To do:
Nothing but the line with "positive clicks: (60, 95) (52, 86)" and the lines after it, through the end of the records below, is to be repeated, exactly as it is.

━━━ Excerpted data

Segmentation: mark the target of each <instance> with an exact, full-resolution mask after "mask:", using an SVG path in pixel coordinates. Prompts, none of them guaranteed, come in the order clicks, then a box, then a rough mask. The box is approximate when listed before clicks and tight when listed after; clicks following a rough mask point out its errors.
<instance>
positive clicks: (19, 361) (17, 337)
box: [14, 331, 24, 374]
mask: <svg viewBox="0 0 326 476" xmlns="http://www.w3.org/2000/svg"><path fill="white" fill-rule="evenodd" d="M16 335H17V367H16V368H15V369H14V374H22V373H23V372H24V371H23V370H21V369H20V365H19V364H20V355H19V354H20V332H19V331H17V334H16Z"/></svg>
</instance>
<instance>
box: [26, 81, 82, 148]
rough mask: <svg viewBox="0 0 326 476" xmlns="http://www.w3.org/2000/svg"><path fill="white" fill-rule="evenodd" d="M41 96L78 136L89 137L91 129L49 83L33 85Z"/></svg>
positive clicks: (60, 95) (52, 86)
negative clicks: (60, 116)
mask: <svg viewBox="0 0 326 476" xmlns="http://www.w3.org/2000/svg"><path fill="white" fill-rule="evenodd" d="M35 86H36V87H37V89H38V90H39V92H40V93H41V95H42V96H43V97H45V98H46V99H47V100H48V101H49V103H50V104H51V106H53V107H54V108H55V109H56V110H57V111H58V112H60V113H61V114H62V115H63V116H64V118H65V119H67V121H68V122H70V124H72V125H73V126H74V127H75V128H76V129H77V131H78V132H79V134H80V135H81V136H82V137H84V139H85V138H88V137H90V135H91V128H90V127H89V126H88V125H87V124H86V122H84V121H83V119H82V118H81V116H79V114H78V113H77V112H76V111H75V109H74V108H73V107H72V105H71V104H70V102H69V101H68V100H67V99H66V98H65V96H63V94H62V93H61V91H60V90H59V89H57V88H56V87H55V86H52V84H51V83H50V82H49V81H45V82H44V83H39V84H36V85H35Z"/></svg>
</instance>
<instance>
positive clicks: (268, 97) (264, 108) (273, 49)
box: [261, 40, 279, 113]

━━━━━━

Task output:
positive clicks: (60, 95) (52, 86)
negative clicks: (60, 116)
mask: <svg viewBox="0 0 326 476" xmlns="http://www.w3.org/2000/svg"><path fill="white" fill-rule="evenodd" d="M35 86H36V87H37V89H38V90H39V92H40V93H41V95H42V96H43V97H45V98H46V99H47V100H48V101H49V103H50V104H51V106H53V107H54V108H55V109H56V110H57V111H58V112H60V113H61V114H62V115H63V116H64V118H65V119H67V121H68V122H70V124H72V125H73V126H74V127H75V128H76V129H77V131H78V132H79V134H80V135H81V136H82V137H84V139H85V138H88V137H90V135H91V128H90V127H89V126H88V125H87V124H86V122H84V121H83V119H82V118H81V116H79V114H78V113H77V112H76V111H75V109H74V108H73V107H72V105H71V104H70V102H69V101H68V100H67V99H66V98H65V96H63V94H62V93H61V91H60V90H59V89H57V88H56V87H55V86H52V84H51V83H50V82H49V81H45V82H44V83H39V84H36V85H35Z"/></svg>
</instance>
<instance>
positive clicks: (268, 97) (264, 108) (273, 49)
box: [261, 40, 279, 113]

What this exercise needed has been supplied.